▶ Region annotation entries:

+-------+

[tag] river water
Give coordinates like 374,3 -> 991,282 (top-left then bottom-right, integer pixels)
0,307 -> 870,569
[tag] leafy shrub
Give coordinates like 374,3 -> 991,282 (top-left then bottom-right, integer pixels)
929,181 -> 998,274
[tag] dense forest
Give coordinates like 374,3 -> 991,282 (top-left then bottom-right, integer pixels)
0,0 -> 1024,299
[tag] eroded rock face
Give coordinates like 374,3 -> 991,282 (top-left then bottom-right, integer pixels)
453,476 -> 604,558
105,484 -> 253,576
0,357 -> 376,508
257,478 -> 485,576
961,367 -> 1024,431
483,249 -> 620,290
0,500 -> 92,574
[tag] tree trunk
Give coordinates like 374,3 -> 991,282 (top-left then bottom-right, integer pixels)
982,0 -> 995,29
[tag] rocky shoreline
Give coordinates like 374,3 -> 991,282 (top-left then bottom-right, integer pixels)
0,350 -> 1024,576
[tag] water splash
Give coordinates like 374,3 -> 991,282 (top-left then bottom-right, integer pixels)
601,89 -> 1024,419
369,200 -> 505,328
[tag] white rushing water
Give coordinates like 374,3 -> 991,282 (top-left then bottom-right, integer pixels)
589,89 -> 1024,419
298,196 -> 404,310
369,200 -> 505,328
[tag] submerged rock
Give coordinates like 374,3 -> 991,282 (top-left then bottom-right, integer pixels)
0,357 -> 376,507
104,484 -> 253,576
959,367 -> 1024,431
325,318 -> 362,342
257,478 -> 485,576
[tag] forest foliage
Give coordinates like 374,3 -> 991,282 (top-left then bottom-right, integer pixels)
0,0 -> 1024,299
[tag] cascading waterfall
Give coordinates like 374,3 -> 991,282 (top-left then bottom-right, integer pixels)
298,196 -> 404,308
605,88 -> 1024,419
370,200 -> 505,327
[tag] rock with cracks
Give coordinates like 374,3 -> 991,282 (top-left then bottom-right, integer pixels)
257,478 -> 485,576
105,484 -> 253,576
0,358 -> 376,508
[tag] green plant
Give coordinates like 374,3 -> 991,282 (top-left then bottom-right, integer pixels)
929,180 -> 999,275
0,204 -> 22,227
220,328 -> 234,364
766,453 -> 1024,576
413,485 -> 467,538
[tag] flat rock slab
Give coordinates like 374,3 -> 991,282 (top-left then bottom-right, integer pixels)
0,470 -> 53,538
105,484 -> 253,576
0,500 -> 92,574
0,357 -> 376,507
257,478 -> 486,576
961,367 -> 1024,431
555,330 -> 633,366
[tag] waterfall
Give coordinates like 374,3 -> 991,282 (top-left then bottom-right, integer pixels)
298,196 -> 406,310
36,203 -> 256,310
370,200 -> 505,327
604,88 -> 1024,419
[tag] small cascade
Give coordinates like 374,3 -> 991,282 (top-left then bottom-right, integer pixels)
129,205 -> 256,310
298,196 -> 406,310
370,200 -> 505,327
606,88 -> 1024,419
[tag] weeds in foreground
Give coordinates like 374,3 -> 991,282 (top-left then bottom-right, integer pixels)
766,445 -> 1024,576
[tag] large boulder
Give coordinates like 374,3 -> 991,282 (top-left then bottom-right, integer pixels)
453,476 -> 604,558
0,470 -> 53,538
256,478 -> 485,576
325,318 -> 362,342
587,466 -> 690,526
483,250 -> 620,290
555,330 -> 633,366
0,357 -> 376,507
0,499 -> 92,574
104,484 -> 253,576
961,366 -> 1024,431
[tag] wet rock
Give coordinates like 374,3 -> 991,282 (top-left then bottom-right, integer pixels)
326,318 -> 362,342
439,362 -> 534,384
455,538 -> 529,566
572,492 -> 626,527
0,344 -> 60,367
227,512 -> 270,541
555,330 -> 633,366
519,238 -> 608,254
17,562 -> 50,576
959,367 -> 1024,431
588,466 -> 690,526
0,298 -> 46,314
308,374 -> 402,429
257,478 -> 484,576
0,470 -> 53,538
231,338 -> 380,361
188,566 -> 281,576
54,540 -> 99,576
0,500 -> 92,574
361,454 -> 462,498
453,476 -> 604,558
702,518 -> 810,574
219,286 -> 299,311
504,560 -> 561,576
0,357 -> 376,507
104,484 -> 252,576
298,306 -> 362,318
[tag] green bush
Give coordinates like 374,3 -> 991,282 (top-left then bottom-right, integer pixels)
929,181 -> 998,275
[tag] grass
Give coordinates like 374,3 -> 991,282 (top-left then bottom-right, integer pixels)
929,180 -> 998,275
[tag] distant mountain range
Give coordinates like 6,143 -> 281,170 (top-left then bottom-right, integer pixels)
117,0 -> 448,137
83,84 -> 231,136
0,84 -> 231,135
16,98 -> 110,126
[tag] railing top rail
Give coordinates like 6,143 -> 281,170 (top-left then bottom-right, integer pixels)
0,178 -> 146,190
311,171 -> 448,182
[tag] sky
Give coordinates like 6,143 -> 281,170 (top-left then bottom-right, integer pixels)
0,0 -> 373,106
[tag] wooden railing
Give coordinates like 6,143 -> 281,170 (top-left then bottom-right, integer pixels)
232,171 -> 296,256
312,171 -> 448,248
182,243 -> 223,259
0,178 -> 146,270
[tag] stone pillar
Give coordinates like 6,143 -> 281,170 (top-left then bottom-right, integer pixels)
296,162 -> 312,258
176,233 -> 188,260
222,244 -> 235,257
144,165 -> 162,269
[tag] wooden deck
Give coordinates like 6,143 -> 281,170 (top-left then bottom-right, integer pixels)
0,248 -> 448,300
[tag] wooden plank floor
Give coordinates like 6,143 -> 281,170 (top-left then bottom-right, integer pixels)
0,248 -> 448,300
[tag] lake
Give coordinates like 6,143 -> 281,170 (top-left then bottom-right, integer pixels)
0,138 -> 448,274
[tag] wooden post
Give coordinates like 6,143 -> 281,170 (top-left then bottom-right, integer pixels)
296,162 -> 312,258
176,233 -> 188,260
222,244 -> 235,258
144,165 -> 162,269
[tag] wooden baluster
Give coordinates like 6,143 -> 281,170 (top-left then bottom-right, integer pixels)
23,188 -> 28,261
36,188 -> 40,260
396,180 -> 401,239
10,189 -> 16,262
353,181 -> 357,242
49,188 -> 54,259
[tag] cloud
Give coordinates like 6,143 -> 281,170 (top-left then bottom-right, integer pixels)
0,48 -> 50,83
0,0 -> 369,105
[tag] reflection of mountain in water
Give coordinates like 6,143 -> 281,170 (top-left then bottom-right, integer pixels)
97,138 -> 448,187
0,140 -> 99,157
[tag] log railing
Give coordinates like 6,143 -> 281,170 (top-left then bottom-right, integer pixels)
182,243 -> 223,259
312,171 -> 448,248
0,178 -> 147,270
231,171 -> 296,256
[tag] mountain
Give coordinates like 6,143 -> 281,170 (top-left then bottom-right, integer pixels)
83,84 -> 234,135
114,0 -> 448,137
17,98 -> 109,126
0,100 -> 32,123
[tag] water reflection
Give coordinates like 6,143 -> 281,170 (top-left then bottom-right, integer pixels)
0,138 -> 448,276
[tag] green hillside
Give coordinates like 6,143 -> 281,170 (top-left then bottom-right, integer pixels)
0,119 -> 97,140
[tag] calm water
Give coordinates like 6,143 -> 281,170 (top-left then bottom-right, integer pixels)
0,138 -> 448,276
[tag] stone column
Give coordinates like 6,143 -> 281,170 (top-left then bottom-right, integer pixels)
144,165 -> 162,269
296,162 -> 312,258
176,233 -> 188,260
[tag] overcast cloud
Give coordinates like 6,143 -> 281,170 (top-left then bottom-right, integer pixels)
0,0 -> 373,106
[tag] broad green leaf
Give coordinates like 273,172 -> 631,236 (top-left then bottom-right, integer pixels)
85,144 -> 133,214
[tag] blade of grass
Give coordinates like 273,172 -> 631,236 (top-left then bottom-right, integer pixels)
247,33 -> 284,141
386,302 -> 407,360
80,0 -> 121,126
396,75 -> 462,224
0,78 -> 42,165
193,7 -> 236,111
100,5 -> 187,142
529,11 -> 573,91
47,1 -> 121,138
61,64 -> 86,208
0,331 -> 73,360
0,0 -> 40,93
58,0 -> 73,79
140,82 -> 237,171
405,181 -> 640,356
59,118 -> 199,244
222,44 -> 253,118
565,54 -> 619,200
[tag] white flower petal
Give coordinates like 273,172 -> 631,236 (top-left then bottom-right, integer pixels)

+-------+

Collect every line of the records that contains the word "forest", and note that case counts.

[tag] dense forest
[tag] forest foliage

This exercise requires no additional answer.